# Problem requirements
Copy out the material below word for word, from start to finish, leaving out the pictures.
-- start of Records shown --
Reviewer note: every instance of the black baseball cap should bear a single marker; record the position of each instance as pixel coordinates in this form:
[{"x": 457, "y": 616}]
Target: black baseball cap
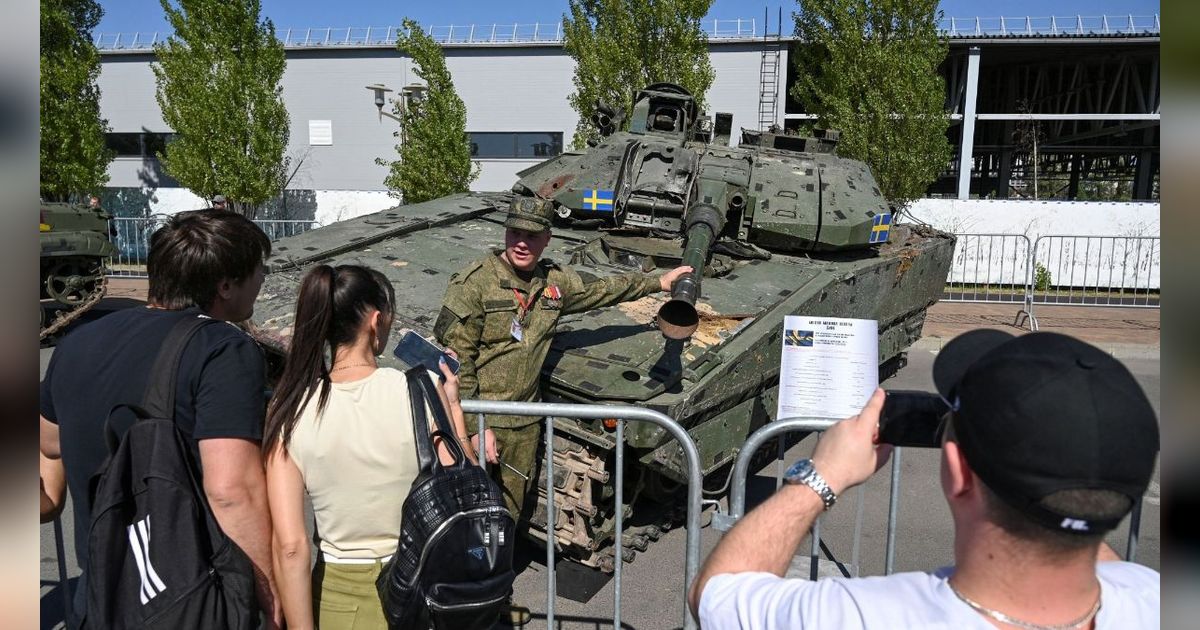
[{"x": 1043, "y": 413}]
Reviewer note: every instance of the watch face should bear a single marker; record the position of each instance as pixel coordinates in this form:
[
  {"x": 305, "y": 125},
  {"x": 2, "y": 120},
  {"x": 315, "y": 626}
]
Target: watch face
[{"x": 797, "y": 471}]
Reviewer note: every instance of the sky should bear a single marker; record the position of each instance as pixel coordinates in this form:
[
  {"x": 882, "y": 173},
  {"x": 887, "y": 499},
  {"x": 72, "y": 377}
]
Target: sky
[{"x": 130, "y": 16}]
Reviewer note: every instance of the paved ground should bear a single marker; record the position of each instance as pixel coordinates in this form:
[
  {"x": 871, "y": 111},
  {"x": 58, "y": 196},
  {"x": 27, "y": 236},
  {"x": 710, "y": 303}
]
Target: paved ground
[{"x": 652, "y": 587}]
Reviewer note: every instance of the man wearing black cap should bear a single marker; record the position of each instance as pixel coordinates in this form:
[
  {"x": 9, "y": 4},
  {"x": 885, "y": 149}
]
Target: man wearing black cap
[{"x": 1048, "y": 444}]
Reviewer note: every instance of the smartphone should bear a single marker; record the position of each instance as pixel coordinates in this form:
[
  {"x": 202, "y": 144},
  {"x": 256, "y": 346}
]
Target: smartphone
-- end of Records shown --
# Full solution
Reviewer note: every instance of the black baseball cap should bear a single marker; record the position of each instance as pixel coordinates in this form:
[{"x": 457, "y": 616}]
Target: black baseball cap
[{"x": 1043, "y": 413}]
Reviewer note: every instance of the watch face should bear a single marker; record the position of each instance as pixel coordinates in this form:
[
  {"x": 305, "y": 125},
  {"x": 2, "y": 120},
  {"x": 315, "y": 626}
]
Target: watch face
[{"x": 797, "y": 471}]
Reviewer note: every instance of the sky should bear a single marker; record the position of each instance as pixel coordinates in this form:
[
  {"x": 882, "y": 173},
  {"x": 887, "y": 499},
  {"x": 72, "y": 377}
]
Target: sky
[{"x": 130, "y": 16}]
Reviewer note: every instance of the paved ground should bear a single marker; record the position of each instance as pixel coordinates in this form:
[
  {"x": 871, "y": 111},
  {"x": 58, "y": 196},
  {"x": 27, "y": 236},
  {"x": 710, "y": 303}
]
Target: paved ground
[{"x": 652, "y": 587}]
Reviewer note: every instance of the man wearing black cap should bear a single marker; record the position of each instance as pixel coordinates in this form:
[
  {"x": 9, "y": 4},
  {"x": 885, "y": 149}
]
Target: man wearing black cap
[{"x": 1048, "y": 444}]
Reviewer note: every instance of the smartphone should bear a single marker; record the position of each instance as pixel coordinates in this form:
[
  {"x": 202, "y": 144},
  {"x": 256, "y": 346}
]
Target: smartphone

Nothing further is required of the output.